### Extracted material ###
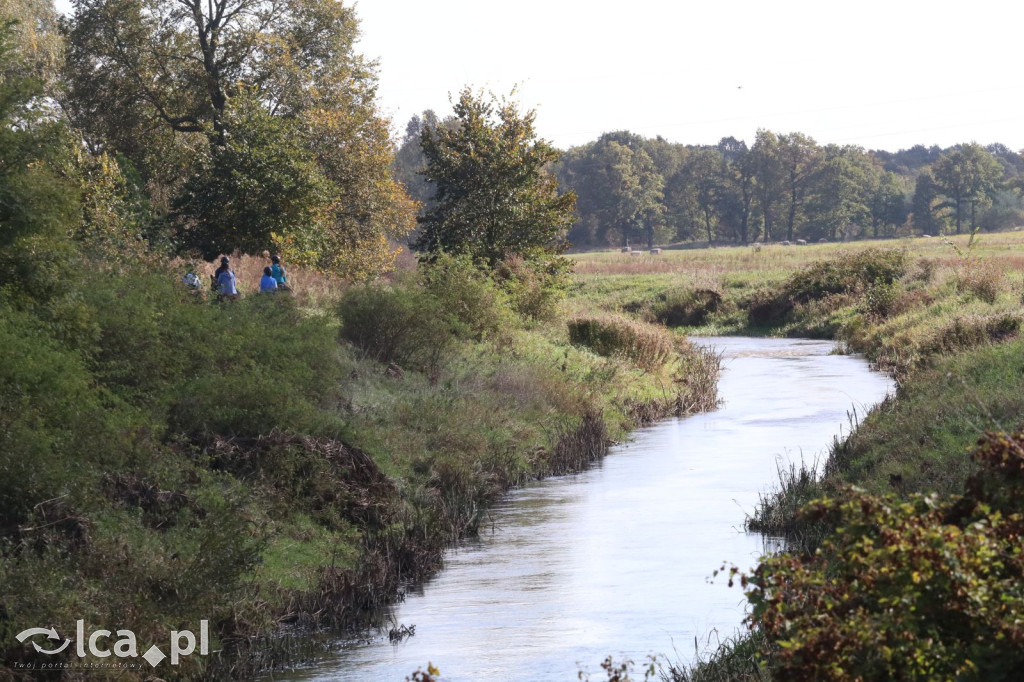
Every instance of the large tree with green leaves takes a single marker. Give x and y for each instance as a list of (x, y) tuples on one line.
[(495, 195), (620, 189), (967, 175), (262, 98)]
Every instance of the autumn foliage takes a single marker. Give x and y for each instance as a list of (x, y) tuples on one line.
[(923, 589)]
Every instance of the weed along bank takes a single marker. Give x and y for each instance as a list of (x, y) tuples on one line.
[(615, 560)]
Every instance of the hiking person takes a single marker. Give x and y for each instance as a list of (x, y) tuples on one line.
[(224, 260), (225, 281), (190, 280), (266, 283), (278, 272)]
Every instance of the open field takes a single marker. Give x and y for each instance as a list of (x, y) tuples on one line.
[(610, 279)]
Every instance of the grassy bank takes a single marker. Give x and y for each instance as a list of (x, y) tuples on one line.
[(285, 464), (912, 522)]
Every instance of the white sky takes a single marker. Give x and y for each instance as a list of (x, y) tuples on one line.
[(885, 75)]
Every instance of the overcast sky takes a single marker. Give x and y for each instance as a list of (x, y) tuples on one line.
[(881, 74)]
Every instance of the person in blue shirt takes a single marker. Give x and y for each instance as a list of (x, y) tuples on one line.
[(278, 272), (266, 283)]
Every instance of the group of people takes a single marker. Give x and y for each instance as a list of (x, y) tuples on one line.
[(223, 281)]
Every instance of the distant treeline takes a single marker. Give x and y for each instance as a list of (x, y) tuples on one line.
[(637, 190)]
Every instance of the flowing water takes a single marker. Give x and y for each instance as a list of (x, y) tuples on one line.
[(617, 560)]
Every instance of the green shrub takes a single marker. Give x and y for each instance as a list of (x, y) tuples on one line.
[(981, 280), (52, 420), (464, 291), (881, 300), (969, 332), (848, 273), (613, 336), (400, 325), (534, 290), (768, 306), (688, 307), (925, 589)]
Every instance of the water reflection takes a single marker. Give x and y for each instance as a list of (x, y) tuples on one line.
[(616, 560)]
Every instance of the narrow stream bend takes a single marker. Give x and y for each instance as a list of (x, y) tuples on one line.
[(616, 560)]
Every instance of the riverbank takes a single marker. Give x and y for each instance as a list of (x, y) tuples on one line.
[(944, 317), (614, 560), (282, 464)]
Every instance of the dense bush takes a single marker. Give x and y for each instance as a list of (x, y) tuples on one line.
[(467, 293), (613, 336), (921, 589), (848, 273), (980, 279), (534, 289), (829, 283), (400, 325), (687, 307)]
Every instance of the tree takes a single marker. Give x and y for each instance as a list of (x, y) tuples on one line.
[(843, 184), (770, 176), (410, 162), (888, 203), (800, 158), (705, 170), (967, 174), (495, 196), (619, 189), (926, 199), (156, 81), (739, 189)]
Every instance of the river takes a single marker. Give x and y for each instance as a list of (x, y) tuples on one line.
[(617, 559)]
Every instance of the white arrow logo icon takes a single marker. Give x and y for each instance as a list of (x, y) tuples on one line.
[(50, 634)]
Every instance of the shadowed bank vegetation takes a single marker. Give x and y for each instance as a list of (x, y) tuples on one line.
[(896, 578), (262, 464)]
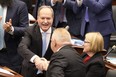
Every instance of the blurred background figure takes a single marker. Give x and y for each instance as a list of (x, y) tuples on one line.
[(14, 21), (96, 19), (92, 57)]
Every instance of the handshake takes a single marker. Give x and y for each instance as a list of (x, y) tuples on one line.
[(60, 1), (41, 63)]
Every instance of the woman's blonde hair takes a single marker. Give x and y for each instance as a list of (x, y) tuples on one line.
[(96, 41)]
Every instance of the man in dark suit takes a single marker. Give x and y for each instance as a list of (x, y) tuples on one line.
[(31, 46), (96, 17), (63, 15), (15, 20), (66, 61)]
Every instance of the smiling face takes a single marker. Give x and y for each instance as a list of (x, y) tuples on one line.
[(45, 18)]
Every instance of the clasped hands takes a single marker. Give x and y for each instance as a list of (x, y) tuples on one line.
[(60, 1), (41, 63)]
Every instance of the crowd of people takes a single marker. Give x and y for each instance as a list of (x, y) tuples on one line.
[(45, 49)]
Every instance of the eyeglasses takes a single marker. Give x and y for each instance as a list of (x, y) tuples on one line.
[(86, 42)]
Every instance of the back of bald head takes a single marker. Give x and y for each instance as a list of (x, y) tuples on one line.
[(61, 35)]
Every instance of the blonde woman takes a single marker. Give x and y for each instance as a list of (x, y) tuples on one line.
[(92, 57)]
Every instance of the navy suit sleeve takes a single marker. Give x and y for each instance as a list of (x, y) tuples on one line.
[(23, 20), (97, 5), (57, 65)]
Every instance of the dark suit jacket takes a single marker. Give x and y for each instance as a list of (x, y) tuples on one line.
[(19, 15), (95, 67), (66, 63), (100, 16), (31, 45)]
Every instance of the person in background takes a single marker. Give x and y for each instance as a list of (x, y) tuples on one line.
[(66, 61), (14, 21), (95, 19), (92, 57), (32, 46)]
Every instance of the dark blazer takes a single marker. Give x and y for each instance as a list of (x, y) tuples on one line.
[(95, 67), (72, 18), (66, 63), (100, 16), (19, 14), (29, 5), (31, 45)]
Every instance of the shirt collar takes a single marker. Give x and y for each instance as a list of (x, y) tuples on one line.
[(48, 31)]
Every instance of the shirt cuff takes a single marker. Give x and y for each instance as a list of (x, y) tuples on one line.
[(52, 3), (32, 59)]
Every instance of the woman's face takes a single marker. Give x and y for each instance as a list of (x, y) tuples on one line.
[(86, 46)]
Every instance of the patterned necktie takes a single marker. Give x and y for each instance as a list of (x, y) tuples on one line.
[(86, 15), (44, 43), (1, 30), (62, 14)]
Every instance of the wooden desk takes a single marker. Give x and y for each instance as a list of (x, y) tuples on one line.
[(7, 75)]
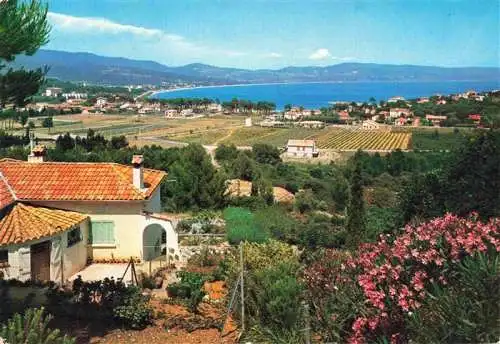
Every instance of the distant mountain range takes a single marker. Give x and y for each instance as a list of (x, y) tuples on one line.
[(69, 66)]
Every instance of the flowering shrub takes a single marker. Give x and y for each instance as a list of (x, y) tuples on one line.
[(398, 274)]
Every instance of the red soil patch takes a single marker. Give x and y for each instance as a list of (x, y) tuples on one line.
[(215, 290), (162, 333)]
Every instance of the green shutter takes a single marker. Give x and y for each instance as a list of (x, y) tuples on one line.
[(102, 232)]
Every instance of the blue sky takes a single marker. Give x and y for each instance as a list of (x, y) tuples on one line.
[(273, 34)]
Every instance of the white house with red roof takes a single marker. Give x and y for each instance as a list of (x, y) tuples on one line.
[(301, 148), (56, 216)]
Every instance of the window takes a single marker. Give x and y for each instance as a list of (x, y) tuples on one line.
[(74, 236), (4, 256), (102, 233)]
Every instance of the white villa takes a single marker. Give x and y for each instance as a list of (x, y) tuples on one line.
[(301, 148), (53, 91), (370, 125), (75, 95), (55, 216), (101, 101)]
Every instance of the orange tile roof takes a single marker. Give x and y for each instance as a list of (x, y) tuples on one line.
[(6, 195), (24, 223), (76, 181)]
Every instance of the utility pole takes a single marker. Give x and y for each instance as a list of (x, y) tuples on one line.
[(307, 329), (242, 289)]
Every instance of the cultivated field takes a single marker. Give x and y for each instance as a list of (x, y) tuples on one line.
[(341, 139), (154, 129)]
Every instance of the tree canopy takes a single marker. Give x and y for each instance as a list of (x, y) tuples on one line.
[(23, 30)]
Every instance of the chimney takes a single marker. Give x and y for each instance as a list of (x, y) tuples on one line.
[(38, 154), (137, 174)]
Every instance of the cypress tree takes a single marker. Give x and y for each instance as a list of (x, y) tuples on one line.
[(356, 207)]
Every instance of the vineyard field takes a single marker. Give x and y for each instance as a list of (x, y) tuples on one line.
[(366, 140)]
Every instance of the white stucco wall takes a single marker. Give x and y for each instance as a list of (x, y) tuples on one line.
[(294, 151), (75, 257), (172, 244), (128, 226), (64, 261)]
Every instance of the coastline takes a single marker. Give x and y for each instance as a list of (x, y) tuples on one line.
[(170, 90)]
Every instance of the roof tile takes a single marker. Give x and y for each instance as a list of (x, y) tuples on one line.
[(24, 223), (73, 181)]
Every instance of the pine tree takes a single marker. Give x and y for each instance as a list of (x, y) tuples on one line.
[(356, 207), (23, 30)]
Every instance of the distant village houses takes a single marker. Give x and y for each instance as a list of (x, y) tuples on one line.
[(75, 95), (435, 119), (301, 148), (53, 92), (400, 112)]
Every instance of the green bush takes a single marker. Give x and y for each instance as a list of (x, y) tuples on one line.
[(31, 328), (134, 312), (241, 226), (467, 310), (205, 258)]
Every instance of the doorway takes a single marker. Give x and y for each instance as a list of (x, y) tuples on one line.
[(40, 261)]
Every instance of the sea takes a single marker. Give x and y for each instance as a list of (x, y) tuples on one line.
[(317, 95)]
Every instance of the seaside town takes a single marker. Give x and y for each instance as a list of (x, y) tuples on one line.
[(132, 213), (436, 110)]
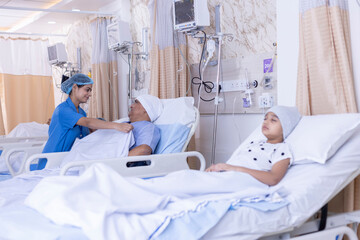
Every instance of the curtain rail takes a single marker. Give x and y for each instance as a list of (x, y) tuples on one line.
[(57, 10), (34, 34)]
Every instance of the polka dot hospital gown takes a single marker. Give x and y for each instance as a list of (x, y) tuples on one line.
[(261, 155)]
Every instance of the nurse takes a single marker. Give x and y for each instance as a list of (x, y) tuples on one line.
[(69, 120)]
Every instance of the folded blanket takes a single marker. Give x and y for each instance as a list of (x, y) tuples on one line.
[(101, 144), (108, 206)]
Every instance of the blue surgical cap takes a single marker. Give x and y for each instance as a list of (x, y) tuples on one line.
[(288, 116), (78, 79)]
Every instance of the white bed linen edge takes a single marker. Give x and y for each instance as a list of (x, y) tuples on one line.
[(100, 200)]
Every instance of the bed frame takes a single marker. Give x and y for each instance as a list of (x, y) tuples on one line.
[(54, 159)]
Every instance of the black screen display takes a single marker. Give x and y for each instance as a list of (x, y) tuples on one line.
[(184, 11)]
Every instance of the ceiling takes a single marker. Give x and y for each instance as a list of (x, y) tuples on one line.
[(25, 16)]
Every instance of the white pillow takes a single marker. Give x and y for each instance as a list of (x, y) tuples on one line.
[(317, 138), (177, 110)]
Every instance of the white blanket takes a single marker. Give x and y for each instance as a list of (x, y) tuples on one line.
[(101, 144), (108, 206)]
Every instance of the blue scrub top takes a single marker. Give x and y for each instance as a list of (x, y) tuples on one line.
[(63, 129), (145, 133)]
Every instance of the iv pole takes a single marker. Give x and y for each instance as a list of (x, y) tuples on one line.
[(216, 103)]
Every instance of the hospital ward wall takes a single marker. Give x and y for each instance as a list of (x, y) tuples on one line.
[(79, 36), (233, 129), (253, 26)]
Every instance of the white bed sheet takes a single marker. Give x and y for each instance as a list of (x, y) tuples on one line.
[(301, 184), (307, 186)]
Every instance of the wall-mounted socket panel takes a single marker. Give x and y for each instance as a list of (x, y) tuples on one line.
[(266, 101)]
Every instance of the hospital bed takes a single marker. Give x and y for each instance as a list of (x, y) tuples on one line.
[(325, 164), (177, 124), (13, 154)]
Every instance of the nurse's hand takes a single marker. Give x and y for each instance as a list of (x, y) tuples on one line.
[(219, 167), (124, 127)]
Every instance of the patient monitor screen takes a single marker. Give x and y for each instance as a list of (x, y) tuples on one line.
[(52, 53), (184, 11)]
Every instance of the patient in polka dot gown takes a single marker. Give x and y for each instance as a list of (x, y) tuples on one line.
[(266, 160)]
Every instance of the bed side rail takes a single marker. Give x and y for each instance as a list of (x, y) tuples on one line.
[(158, 164), (53, 159)]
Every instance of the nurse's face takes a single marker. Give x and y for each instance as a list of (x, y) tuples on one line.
[(272, 128), (82, 92)]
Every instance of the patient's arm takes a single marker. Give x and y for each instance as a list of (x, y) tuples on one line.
[(271, 177), (140, 150), (94, 123)]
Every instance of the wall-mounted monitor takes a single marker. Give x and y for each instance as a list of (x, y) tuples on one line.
[(57, 54), (190, 14)]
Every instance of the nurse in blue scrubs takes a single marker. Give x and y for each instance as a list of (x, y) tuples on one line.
[(69, 120)]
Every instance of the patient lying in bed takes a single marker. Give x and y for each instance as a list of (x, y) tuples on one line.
[(266, 160), (107, 143)]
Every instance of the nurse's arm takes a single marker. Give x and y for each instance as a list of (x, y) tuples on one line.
[(143, 149), (94, 123)]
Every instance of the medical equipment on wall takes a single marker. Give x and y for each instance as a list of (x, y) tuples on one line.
[(190, 14), (266, 79), (57, 54), (58, 58), (120, 41)]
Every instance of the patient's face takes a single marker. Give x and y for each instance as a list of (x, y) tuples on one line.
[(138, 112), (272, 128)]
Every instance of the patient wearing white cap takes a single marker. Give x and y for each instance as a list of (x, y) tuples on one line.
[(266, 160), (143, 112), (142, 140)]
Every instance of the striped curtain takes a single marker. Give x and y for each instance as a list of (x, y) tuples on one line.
[(168, 67), (26, 87), (325, 76)]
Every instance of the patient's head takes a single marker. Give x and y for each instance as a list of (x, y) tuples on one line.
[(145, 108), (279, 122)]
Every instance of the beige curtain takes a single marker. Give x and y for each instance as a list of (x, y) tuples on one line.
[(25, 98), (104, 101), (325, 77), (168, 67), (26, 89)]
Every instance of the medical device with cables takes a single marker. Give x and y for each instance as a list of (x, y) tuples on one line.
[(57, 54), (190, 14)]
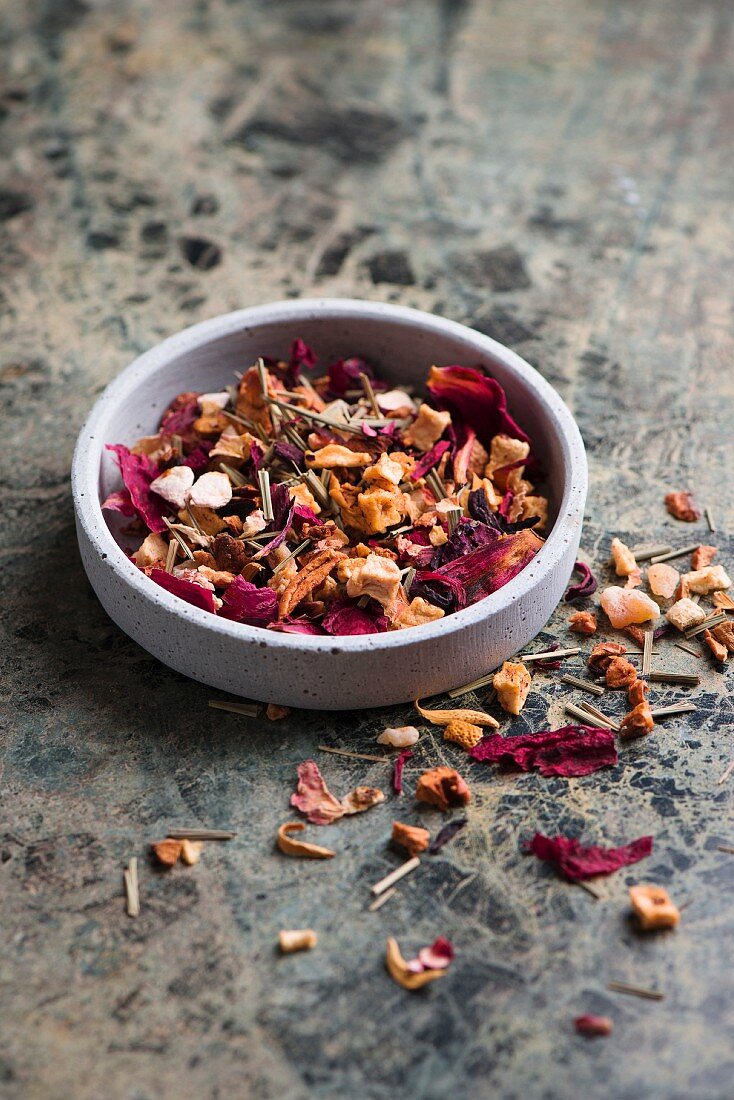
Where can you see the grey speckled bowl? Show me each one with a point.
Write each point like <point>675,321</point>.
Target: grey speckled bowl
<point>326,673</point>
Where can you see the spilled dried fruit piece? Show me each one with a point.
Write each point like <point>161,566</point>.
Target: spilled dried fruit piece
<point>442,788</point>
<point>624,606</point>
<point>654,908</point>
<point>702,557</point>
<point>681,506</point>
<point>464,734</point>
<point>663,580</point>
<point>621,673</point>
<point>582,623</point>
<point>623,558</point>
<point>637,722</point>
<point>593,1026</point>
<point>716,648</point>
<point>166,851</point>
<point>512,684</point>
<point>298,939</point>
<point>442,717</point>
<point>361,799</point>
<point>400,737</point>
<point>299,848</point>
<point>685,614</point>
<point>401,971</point>
<point>704,581</point>
<point>411,837</point>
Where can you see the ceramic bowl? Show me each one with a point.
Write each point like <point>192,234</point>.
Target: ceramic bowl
<point>315,672</point>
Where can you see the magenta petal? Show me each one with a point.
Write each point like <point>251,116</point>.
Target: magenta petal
<point>578,861</point>
<point>138,471</point>
<point>120,502</point>
<point>185,590</point>
<point>474,400</point>
<point>438,956</point>
<point>244,602</point>
<point>572,750</point>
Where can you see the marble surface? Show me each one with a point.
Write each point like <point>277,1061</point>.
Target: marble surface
<point>558,176</point>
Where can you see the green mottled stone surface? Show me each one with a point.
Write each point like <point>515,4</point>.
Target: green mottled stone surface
<point>557,175</point>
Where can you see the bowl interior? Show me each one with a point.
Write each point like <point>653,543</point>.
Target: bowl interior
<point>401,349</point>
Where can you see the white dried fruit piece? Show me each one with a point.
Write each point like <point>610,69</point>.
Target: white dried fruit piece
<point>427,428</point>
<point>394,399</point>
<point>703,581</point>
<point>400,737</point>
<point>190,851</point>
<point>298,939</point>
<point>417,613</point>
<point>152,549</point>
<point>663,580</point>
<point>210,491</point>
<point>299,848</point>
<point>626,606</point>
<point>685,614</point>
<point>444,717</point>
<point>373,575</point>
<point>212,403</point>
<point>512,684</point>
<point>173,485</point>
<point>623,558</point>
<point>336,457</point>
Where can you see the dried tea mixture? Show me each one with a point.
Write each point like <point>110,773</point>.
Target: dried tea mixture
<point>329,504</point>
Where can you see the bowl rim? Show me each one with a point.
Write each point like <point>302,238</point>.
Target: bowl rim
<point>87,454</point>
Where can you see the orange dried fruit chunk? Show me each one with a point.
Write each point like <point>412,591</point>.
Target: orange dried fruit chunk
<point>411,837</point>
<point>624,606</point>
<point>654,908</point>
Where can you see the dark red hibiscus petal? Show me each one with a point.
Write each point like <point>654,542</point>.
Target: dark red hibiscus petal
<point>572,750</point>
<point>577,861</point>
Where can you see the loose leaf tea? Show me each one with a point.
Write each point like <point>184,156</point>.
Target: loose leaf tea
<point>572,750</point>
<point>577,861</point>
<point>317,503</point>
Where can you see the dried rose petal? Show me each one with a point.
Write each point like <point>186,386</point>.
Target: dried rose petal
<point>244,602</point>
<point>185,590</point>
<point>313,796</point>
<point>438,956</point>
<point>577,861</point>
<point>138,471</point>
<point>474,399</point>
<point>572,750</point>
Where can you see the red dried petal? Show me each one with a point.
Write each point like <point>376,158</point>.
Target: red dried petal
<point>473,399</point>
<point>572,750</point>
<point>138,471</point>
<point>185,590</point>
<point>578,861</point>
<point>314,798</point>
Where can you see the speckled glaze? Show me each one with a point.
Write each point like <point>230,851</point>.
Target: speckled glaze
<point>297,670</point>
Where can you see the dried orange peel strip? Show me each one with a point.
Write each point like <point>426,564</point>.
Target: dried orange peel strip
<point>397,969</point>
<point>299,848</point>
<point>444,717</point>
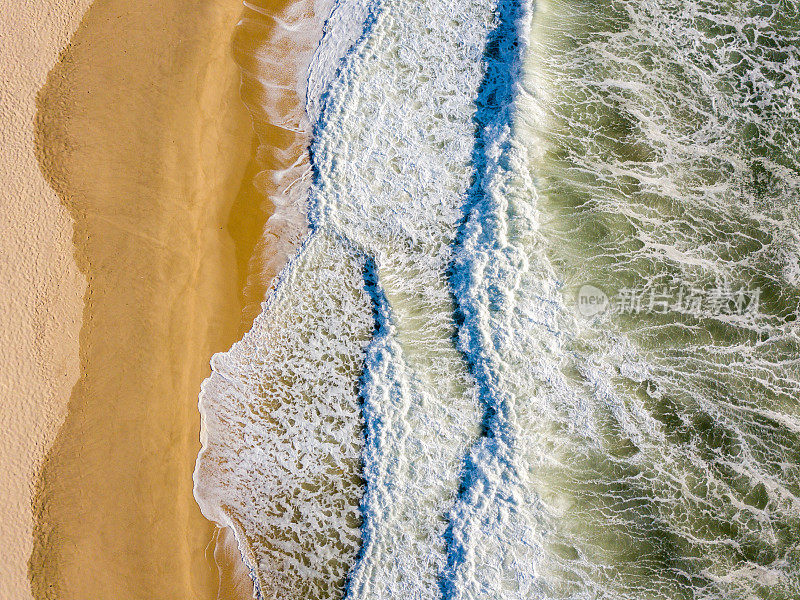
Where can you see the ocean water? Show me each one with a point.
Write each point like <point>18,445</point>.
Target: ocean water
<point>542,338</point>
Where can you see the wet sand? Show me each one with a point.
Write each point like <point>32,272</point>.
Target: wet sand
<point>141,132</point>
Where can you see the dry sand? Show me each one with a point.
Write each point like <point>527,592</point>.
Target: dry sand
<point>140,130</point>
<point>41,288</point>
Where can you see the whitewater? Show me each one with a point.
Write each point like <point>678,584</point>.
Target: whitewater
<point>541,338</point>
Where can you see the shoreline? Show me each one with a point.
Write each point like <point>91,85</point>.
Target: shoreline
<point>144,137</point>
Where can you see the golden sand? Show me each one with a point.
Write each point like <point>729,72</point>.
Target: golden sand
<point>141,131</point>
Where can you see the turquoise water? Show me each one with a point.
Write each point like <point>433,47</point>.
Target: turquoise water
<point>429,407</point>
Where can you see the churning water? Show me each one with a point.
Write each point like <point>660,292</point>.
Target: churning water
<point>541,341</point>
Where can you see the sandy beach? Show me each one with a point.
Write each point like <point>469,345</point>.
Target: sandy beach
<point>125,203</point>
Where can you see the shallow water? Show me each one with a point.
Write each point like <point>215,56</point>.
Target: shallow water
<point>547,313</point>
###
# [What is expected]
Take the line with "Where can you see the ocean" and all lines after it through the end of the records, and write them out exactly; include nothing else.

# [Solution for this task]
Where can you see the ocean water? Show me each one with a point.
Write each point like <point>18,445</point>.
Target: ocean water
<point>542,338</point>
Where can you see the wet sand? Show me each one with a point.
Write each point like <point>32,272</point>.
Target: wet sand
<point>141,132</point>
Where can you see the dry sand? Show me each one with a point.
Write each point like <point>527,592</point>.
Target: dry sand
<point>140,130</point>
<point>41,288</point>
Where can you see the whitewater? Show me each one with a point.
Write each point like <point>678,584</point>.
Target: whitewater
<point>541,338</point>
Where can you see the shoreline? Show me each one with a point.
Write each point like <point>91,85</point>.
Target: shoreline
<point>144,137</point>
Where can you see the golden sand? Show me each one with a point.
Write each point like <point>729,72</point>.
Target: golden sand
<point>141,131</point>
Where can you see the turquoise water? Show me each one with a point.
Write each point like <point>433,47</point>.
Target: turquoise water
<point>429,407</point>
Where can you see the churning water? Show me each one with a point.
Write each point like <point>660,292</point>.
Target: churning water
<point>541,341</point>
Where can you see the sandy beach? Show me each one with a point.
Write each point like <point>469,345</point>.
Target: sandy beach
<point>125,203</point>
Where can you see the shallow water? Show me each one with a point.
Write each point like <point>215,56</point>.
Target: shallow water
<point>547,313</point>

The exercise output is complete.